▶ [Your instructions]:
Please repeat the records below exactly, but only from the line that contains "Point to the white" onward, ending with the last line.

▶ [Records for processing]:
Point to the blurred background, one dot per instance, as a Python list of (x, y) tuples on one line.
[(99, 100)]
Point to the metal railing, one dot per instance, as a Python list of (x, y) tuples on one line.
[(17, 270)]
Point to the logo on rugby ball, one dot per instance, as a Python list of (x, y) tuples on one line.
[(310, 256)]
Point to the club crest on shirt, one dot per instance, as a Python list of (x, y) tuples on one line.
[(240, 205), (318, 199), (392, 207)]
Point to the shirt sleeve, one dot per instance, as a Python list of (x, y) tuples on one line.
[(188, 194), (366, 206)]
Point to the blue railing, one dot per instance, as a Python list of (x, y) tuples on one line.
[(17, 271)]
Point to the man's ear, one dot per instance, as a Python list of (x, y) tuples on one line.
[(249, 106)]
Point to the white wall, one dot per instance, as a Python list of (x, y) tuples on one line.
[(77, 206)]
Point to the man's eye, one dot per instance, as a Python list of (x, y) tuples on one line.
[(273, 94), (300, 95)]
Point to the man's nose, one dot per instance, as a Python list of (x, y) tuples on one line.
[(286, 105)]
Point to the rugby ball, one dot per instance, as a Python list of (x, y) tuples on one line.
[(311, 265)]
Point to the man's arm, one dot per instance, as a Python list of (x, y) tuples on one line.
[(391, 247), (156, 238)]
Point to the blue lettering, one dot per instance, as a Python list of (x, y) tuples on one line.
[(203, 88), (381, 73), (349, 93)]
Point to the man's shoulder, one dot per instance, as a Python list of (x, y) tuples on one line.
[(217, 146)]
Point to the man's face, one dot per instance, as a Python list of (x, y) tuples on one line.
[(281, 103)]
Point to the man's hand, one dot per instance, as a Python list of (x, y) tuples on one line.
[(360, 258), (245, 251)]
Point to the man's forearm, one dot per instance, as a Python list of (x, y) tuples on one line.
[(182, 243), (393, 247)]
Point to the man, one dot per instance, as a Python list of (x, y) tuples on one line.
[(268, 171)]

▶ [Answer]:
Point to the white wall, one dot per instance, as a Python list of (x, y) tuples on one line.
[(77, 206)]
Point to the man's eye, one dot per instance, as a Python list of (x, y) tuples on one line.
[(273, 94), (300, 95)]
Point to the man's nose, one dot per instance, as a Python list of (x, y) tuples on one line.
[(286, 105)]
Point to the rugby ball, one dot per instance, as a Python list of (x, y) tuples on one line.
[(311, 265)]
Point to the man's arm, one dot per instance, as a Python list of (x, y) tuples on one line.
[(391, 247), (156, 238)]
Point to the blue lettering, one dot per instance, as a Python list of (x, y) tuples on one line.
[(203, 88), (381, 73), (349, 93)]
Point to the man's shoulder, one dot per instance, as a Python list of (x, y) tuples on one line.
[(217, 146)]
Point to the man's face, one dot per instance, as a Python list of (x, y) tuples on one line.
[(281, 103)]
Point to the man's hand, one dot per instance, as a Python list of (x, y) tuples on one line.
[(360, 258), (245, 251)]
Point to the man's forearm, one dot per instance, as a Python list of (x, y) tuples on one line.
[(182, 243), (393, 247)]
Point to the man, one dot per instance, as a Python list of (x, y) tuples on one line.
[(268, 171)]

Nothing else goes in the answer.